● **Material provided**:
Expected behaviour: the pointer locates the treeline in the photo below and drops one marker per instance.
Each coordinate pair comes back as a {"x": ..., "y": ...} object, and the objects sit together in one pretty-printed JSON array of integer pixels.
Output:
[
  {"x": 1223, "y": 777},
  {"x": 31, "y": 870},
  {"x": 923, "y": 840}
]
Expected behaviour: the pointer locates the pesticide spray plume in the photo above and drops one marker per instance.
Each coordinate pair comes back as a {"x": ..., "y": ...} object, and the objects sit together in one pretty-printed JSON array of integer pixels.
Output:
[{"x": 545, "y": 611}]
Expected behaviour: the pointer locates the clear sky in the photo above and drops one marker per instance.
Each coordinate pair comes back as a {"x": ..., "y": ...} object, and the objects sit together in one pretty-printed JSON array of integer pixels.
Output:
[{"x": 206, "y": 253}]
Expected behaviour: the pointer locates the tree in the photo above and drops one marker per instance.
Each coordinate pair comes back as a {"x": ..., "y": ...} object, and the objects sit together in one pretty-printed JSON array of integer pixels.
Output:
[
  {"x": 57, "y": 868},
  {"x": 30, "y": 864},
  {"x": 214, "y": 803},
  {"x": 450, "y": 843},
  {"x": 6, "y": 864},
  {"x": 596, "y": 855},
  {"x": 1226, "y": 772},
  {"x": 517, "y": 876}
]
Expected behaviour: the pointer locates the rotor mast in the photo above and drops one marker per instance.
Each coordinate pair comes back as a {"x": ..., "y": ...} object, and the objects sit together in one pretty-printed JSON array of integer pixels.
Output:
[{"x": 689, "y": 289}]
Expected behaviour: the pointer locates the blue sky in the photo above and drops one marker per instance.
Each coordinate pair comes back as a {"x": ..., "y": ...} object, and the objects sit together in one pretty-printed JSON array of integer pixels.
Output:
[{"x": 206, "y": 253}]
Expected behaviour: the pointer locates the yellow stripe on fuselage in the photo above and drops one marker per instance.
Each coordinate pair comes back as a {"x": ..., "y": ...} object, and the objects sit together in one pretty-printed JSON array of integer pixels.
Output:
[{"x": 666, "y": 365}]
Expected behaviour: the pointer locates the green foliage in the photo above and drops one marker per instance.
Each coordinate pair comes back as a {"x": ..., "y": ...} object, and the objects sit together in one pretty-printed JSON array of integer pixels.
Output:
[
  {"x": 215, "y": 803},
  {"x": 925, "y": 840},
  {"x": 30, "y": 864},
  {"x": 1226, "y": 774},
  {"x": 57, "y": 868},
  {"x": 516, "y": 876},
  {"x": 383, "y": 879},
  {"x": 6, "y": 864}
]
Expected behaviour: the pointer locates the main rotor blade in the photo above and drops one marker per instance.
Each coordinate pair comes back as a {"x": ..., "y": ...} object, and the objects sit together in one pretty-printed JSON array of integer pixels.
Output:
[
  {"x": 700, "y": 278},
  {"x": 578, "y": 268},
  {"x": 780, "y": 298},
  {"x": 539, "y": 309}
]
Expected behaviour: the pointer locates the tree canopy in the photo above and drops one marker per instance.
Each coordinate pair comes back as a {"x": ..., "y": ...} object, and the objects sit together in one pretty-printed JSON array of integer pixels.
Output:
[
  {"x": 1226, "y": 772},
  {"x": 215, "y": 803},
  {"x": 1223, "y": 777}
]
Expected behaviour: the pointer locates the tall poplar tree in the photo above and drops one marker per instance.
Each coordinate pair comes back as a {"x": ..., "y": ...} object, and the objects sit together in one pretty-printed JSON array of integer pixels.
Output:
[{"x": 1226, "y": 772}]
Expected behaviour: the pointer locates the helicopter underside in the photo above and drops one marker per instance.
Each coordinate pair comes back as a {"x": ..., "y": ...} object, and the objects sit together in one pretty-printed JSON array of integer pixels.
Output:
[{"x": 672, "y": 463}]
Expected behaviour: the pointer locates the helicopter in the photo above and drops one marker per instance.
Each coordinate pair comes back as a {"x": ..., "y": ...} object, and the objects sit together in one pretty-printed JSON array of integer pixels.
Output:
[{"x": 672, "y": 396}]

● **Task objective**: Reproduce the entire listing above verbatim, character for character, with no omissions or alterations.

● **The result**:
Expected behaviour: the pointer locates the treeline in the photo below and drops one marker per instance.
Each coordinate pair comes back as a {"x": ..., "y": ...} object, and the objects sit together in one pretty-printed JSON array of integer pixels.
Output:
[
  {"x": 1223, "y": 777},
  {"x": 31, "y": 870},
  {"x": 923, "y": 840}
]
Expected behaviour: the pointer locates the pesticide spray plume in the photo above and drops one marker per instance.
Each coordinate pair comes back as a {"x": ..., "y": ...} object, and the objects sit together in one pretty-printed JSON array of integer pixels.
Output:
[{"x": 545, "y": 611}]
Expected behaviour: the pointer locates the clear sky in the photo above and drops one marker per instance.
Each coordinate pair comes back as a {"x": ..., "y": ...} object, and the objects sit together in one pretty-printed JSON array of integer pixels.
Output:
[{"x": 206, "y": 253}]
Expected behaviour: the pointer locates the tree in the photo above and drops one marker per instance.
Each coordinate pair comes back as a {"x": ..., "y": ...} object, and the objects sit together in one pretty-printed JSON array of integer pixels.
Output:
[
  {"x": 57, "y": 868},
  {"x": 30, "y": 864},
  {"x": 214, "y": 803},
  {"x": 450, "y": 843},
  {"x": 6, "y": 864},
  {"x": 596, "y": 855},
  {"x": 1226, "y": 772},
  {"x": 517, "y": 876}
]
Expected behaviour: the pointer locates the rotor mast in the photo above and drops one marker per instance.
Each coordinate pair comes back as a {"x": ..., "y": ...} object, and the objects sit together in one pretty-printed JSON array of integer pixels.
Output:
[{"x": 689, "y": 289}]
Expected behaviour: the pointer locates the blue sky in the photo above and drops one marker per instance.
Each coordinate pair comes back as a {"x": ..., "y": ...} object, and the objects sit together in one pretty-printed JSON array of integer pixels.
Output:
[{"x": 206, "y": 253}]
Expected behaviour: the pointer locates the yellow stripe on fuselage in the photo above and drops one marker per instance.
Each coordinate pair comes back as a {"x": ..., "y": ...} object, and the objects sit together in one pretty-printed JSON array of integer pixels.
Output:
[{"x": 666, "y": 365}]
Expected behaviour: the pointer locates the green foliage in the photo above and drops one marker per instance.
Each coordinate pair comes back as a {"x": ..., "y": ...} object, and the objects sit together in one pretty-printed JSON array of integer pixels.
Output:
[
  {"x": 215, "y": 803},
  {"x": 925, "y": 840},
  {"x": 30, "y": 864},
  {"x": 1226, "y": 774},
  {"x": 57, "y": 868},
  {"x": 516, "y": 876},
  {"x": 383, "y": 879},
  {"x": 6, "y": 864}
]
Expected behaviour: the pointer locates the main rotor blade in the photo above and drops one marker per instance.
Each coordinate pair comes back as a {"x": ..., "y": ...} object, and the objects sit together in one pretty-printed JSON array of integer pixels.
Output:
[
  {"x": 700, "y": 278},
  {"x": 578, "y": 268},
  {"x": 780, "y": 298},
  {"x": 539, "y": 309}
]
Expected behaviour: the pointer locates the tree canopy in the photo above and drops one marker per instance.
Each coordinate pair comes back as a {"x": ..., "y": ...} object, and the objects sit together in one pretty-printed JSON array of integer pixels.
Output:
[
  {"x": 1226, "y": 772},
  {"x": 215, "y": 803},
  {"x": 1223, "y": 777}
]
Expected behaviour: the pointer locates the tall poplar tree in the photo above and drops one marker per instance.
Each coordinate pair comes back as a {"x": ..., "y": ...} object, and the objects sit together in one pretty-printed JSON array of integer pixels.
Output:
[{"x": 1226, "y": 772}]
Expected behaviour: the pointer locates the helicopter underside in the photo above and drops one marker per instance.
Each coordinate pair comes back as a {"x": ..., "y": ...} object, and the objects sit together in one pretty-printed JSON array of integer pixels.
Output:
[{"x": 672, "y": 463}]
Expected behaviour: the pointer locates the helicopter in the photo above and drops one marker per instance.
Each coordinate pair comes back as a {"x": ..., "y": ...} object, and the objects sit together in one pretty-printed JSON array of integer pixels.
Output:
[{"x": 672, "y": 396}]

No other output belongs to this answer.